#### [Given task]
Copy the line with "Target: cherry blossom tree" and all lines following it through the last line of the entries, exactly as written.
────────────────
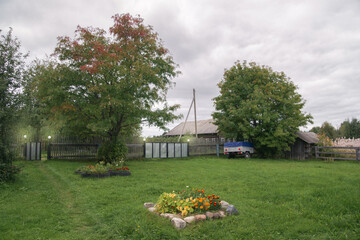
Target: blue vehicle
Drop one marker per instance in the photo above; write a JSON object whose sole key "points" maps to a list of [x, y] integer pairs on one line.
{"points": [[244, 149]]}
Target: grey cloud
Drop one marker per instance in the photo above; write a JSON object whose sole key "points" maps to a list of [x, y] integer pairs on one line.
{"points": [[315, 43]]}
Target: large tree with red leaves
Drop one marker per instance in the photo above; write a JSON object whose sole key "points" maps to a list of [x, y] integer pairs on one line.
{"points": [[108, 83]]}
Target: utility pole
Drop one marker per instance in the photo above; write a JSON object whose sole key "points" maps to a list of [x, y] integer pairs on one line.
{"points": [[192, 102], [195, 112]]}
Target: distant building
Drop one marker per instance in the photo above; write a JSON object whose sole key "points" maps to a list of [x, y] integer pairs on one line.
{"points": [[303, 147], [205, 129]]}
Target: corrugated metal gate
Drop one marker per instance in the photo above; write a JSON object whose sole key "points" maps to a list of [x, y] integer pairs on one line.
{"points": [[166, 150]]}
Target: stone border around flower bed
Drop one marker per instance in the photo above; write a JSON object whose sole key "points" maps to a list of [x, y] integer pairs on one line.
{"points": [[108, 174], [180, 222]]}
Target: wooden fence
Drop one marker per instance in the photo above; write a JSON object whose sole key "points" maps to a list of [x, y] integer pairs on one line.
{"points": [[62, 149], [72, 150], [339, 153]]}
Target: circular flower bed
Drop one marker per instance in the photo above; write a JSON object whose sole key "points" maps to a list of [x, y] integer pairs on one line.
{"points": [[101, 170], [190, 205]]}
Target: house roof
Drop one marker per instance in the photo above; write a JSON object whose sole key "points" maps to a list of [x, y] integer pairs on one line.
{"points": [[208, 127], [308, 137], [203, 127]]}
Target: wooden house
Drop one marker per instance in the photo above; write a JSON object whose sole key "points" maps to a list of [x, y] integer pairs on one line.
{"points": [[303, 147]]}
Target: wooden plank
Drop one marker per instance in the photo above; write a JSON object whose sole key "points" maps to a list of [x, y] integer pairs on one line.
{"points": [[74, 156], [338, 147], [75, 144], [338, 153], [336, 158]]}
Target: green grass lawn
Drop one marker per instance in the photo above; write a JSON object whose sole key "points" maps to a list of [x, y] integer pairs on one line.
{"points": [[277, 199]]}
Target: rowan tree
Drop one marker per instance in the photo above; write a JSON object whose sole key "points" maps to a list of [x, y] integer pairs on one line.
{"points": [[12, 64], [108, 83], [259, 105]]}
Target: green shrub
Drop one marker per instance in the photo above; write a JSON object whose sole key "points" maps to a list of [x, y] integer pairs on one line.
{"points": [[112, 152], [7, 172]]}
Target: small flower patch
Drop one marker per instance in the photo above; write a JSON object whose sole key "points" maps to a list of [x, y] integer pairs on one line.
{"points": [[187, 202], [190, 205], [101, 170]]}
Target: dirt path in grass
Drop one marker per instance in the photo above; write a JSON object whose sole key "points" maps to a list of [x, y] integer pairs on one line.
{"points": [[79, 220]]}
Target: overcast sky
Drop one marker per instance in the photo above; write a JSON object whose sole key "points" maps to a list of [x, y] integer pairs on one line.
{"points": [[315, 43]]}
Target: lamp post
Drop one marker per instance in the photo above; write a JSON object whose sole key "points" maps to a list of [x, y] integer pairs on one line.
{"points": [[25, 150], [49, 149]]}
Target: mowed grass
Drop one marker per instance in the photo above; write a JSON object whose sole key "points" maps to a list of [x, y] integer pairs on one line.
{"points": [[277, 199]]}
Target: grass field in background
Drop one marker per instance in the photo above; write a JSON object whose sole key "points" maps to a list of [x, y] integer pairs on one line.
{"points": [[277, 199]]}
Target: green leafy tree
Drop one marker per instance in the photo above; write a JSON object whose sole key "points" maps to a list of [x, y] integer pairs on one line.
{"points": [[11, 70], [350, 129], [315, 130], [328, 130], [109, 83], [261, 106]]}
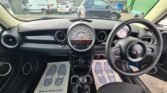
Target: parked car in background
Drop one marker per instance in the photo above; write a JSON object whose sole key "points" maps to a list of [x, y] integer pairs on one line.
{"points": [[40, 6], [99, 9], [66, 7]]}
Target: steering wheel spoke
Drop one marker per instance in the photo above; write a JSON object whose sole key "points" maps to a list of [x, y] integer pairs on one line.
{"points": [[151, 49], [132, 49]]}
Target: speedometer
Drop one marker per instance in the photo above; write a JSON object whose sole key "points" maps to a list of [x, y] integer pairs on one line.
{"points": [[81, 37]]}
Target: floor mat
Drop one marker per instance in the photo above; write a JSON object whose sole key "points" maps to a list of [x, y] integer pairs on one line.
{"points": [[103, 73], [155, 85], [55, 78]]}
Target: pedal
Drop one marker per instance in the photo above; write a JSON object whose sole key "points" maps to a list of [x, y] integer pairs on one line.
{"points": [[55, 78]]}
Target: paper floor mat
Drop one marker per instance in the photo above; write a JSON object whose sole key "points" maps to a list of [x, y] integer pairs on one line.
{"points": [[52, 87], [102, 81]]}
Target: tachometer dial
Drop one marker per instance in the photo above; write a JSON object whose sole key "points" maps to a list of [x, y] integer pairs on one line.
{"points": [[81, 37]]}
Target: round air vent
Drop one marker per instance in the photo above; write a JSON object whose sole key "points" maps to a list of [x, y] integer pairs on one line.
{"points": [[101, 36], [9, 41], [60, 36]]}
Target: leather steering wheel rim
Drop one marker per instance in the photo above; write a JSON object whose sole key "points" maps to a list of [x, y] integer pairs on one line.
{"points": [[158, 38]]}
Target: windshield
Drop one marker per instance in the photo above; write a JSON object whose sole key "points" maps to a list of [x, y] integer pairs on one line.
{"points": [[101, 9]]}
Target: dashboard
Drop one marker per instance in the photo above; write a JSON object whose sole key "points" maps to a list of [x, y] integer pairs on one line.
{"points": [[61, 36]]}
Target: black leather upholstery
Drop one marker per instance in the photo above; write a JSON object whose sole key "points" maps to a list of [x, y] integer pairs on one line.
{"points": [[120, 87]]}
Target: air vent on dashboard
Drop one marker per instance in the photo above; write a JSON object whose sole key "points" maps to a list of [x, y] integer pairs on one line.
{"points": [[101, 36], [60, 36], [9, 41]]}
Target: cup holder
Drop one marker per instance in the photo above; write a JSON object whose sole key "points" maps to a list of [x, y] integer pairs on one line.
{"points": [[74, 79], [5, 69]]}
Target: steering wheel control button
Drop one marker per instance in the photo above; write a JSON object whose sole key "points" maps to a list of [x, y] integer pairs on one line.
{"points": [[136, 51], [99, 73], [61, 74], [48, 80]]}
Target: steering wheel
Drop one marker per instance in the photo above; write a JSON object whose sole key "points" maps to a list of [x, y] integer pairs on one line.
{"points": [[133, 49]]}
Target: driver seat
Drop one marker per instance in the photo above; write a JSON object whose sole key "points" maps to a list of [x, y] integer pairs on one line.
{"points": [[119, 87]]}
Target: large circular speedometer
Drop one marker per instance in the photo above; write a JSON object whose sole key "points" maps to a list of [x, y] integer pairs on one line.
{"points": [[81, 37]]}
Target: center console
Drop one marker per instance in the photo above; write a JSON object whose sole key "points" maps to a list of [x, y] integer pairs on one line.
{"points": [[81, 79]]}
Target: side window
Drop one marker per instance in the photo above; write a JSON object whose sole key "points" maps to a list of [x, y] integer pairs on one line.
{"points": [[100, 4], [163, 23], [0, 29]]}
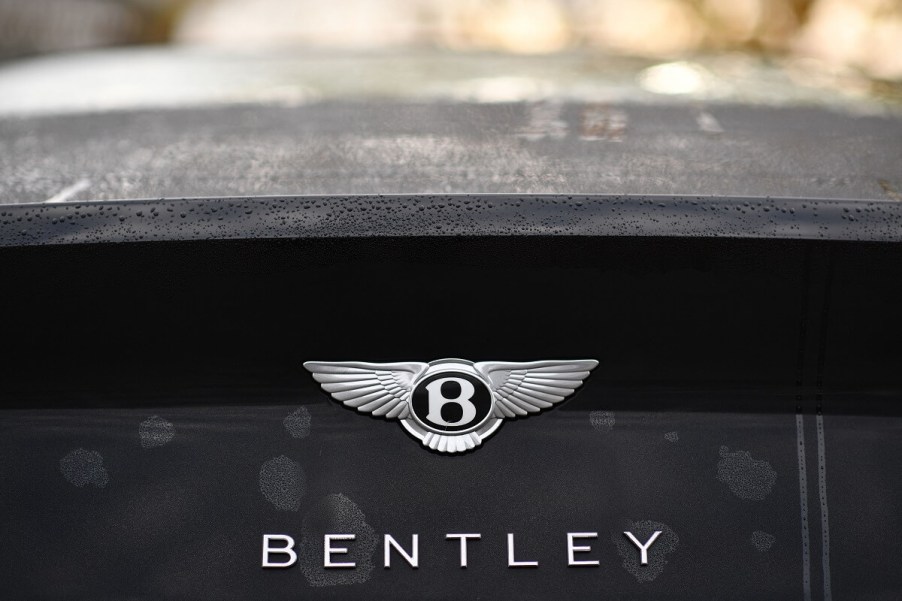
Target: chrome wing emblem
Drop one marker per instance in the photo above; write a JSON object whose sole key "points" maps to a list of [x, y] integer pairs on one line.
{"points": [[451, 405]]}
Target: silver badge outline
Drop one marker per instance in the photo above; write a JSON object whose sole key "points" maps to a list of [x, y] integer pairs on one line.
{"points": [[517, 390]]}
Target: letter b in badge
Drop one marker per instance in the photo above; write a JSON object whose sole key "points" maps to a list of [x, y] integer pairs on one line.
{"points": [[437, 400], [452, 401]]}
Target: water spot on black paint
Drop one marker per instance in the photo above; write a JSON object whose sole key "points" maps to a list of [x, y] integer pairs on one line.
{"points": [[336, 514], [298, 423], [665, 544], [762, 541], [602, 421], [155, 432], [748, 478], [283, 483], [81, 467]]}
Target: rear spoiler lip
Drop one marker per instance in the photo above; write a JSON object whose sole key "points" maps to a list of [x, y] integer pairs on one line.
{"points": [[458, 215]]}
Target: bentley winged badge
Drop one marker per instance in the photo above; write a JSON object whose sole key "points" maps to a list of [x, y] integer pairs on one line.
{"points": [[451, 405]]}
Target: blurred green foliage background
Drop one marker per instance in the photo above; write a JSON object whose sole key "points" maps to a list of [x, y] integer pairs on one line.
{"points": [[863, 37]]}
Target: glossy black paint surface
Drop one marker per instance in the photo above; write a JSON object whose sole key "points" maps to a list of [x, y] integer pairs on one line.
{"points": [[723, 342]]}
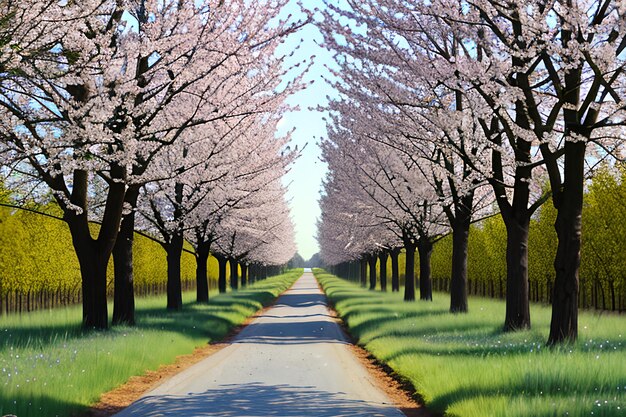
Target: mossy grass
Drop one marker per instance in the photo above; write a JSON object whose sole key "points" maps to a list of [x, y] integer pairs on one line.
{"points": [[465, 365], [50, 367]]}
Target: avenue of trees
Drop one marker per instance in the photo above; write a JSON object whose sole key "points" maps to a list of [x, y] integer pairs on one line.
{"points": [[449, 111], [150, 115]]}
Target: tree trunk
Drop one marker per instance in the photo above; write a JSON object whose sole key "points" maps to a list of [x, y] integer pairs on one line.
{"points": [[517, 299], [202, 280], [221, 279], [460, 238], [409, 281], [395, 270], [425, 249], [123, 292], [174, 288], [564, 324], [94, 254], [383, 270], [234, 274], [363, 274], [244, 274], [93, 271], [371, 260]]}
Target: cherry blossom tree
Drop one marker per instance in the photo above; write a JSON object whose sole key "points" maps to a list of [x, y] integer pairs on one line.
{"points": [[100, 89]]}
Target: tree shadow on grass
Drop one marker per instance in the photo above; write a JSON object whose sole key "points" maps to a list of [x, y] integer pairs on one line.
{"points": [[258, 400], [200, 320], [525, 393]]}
────────────────
#### [Solved exercise]
Target: cherry blossom tree
Drop one marker per instance in the photo above; write a JSON object whose sole key "points" maps to a list of [x, y] integer pairs on one line.
{"points": [[100, 89]]}
Target: tree shadow on grass
Drop one marker per instance in the photo above; write a JSON object whose sole key "points" maps to a list of [x, y] integer pairs on one line.
{"points": [[258, 400], [200, 320], [525, 393]]}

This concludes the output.